STATED PROBLEM:
Copy word for word the lines of the data that run from the line containing "point: street lamp" through the end of the data.

* Start ENTRIES *

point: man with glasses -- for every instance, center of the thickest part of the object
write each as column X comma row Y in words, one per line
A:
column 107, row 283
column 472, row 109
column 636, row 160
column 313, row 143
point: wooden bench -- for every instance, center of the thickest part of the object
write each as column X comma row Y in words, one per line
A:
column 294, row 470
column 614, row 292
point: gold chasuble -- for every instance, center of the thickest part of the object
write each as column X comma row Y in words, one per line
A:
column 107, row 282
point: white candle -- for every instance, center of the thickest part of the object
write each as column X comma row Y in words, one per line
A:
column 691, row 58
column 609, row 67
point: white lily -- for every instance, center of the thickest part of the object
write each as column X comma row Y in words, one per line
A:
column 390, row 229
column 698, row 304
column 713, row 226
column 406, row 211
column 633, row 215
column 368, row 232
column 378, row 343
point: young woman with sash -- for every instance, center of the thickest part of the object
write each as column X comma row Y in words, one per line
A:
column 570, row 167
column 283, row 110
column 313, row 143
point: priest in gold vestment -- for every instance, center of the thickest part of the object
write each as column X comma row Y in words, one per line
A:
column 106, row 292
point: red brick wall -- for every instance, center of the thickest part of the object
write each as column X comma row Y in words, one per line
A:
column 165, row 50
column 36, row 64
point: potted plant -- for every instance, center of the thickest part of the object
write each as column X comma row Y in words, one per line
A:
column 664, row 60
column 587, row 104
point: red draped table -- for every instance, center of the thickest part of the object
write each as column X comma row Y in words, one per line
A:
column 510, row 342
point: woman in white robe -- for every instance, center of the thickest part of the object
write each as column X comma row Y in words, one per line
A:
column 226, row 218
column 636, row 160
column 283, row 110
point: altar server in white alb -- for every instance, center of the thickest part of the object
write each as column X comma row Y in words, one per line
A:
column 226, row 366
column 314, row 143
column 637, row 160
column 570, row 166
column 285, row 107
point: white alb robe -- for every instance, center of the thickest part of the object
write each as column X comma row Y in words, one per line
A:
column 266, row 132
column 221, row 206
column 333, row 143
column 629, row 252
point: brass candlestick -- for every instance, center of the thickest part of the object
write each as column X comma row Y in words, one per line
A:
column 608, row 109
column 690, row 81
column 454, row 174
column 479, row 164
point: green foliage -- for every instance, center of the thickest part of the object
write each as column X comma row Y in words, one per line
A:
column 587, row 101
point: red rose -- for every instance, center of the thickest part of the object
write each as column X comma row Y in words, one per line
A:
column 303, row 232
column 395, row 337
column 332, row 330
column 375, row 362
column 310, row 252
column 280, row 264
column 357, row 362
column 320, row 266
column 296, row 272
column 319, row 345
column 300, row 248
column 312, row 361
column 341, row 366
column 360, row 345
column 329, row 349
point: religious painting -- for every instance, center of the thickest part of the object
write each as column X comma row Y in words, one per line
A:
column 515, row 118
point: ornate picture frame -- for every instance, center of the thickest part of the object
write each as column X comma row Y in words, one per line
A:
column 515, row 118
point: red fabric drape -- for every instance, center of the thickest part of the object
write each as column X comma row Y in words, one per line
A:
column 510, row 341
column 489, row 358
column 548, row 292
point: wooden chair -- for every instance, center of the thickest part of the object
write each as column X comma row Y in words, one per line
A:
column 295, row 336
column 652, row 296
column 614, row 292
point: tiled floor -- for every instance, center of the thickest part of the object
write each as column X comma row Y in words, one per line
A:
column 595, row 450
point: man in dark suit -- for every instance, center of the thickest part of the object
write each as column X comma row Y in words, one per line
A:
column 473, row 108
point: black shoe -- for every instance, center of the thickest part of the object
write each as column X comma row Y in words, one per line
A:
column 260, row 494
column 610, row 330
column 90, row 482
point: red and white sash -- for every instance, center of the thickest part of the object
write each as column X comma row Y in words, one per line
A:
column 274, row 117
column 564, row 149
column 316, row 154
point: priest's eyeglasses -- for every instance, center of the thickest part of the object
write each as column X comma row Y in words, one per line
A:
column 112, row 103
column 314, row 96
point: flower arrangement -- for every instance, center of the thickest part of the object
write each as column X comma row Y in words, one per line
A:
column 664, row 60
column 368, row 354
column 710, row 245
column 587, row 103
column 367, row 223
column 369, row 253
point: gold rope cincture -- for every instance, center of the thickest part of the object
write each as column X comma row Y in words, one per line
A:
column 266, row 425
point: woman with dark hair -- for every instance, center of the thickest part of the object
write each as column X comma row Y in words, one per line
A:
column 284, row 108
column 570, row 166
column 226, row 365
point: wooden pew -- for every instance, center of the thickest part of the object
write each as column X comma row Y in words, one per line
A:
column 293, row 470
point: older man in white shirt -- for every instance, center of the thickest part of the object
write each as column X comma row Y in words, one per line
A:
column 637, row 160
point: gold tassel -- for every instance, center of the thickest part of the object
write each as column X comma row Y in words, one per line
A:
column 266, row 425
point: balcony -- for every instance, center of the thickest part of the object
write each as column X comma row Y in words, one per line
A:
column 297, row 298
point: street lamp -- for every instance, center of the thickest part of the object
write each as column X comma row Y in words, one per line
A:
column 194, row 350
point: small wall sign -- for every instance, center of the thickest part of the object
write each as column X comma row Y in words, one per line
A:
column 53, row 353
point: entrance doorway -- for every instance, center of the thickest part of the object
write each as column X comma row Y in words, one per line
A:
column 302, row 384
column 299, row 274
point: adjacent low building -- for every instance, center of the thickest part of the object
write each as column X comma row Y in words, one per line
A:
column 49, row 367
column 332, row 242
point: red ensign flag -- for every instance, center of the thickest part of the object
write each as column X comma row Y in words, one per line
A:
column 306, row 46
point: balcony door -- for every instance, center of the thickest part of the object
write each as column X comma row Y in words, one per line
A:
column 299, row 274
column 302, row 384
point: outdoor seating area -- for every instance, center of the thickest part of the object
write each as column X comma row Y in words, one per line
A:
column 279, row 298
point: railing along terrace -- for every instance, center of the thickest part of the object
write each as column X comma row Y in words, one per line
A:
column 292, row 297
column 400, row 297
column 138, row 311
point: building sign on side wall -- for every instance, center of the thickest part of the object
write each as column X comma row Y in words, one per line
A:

* End ENTRIES *

RESULT OF THIS EXERCISE:
point: street lamp -- for every instance, center of the thickest part of the object
write each as column X comma row Y in words, one per line
A:
column 194, row 350
point: small wall sign -- for every instance, center of the thickest part of the object
write each as column X comma row Y in words, one per line
A:
column 53, row 353
point: entrance doorway -- for every instance, center of the thickest part of the object
write each as column X comma row Y in words, one per line
A:
column 302, row 384
column 299, row 274
point: adjacent low building -- for every instance, center of the thickest part of the object
write each as column X comma row Y in words, one per line
A:
column 49, row 367
column 332, row 242
point: red ensign flag -- for every instance, center of the thickest part of the object
write each as column X comma row Y in words, one per line
A:
column 306, row 46
point: balcony door -- for every instance, center of the thickest part of the object
write each as column X comma row Y in words, one per line
A:
column 299, row 274
column 302, row 384
point: outdoor seating area -- for every instance, center of the thickest part of the object
write each as column X comma row Y in words, one per line
A:
column 279, row 298
point: railing along terrace -- for every instance, center of the thickest part of the object
write each as column X comma row Y in words, one per line
A:
column 292, row 297
column 400, row 297
column 138, row 311
point: building sign on side wall -- for every instance, center of the thickest part of the object
write each as column X comma row Y in words, one per line
A:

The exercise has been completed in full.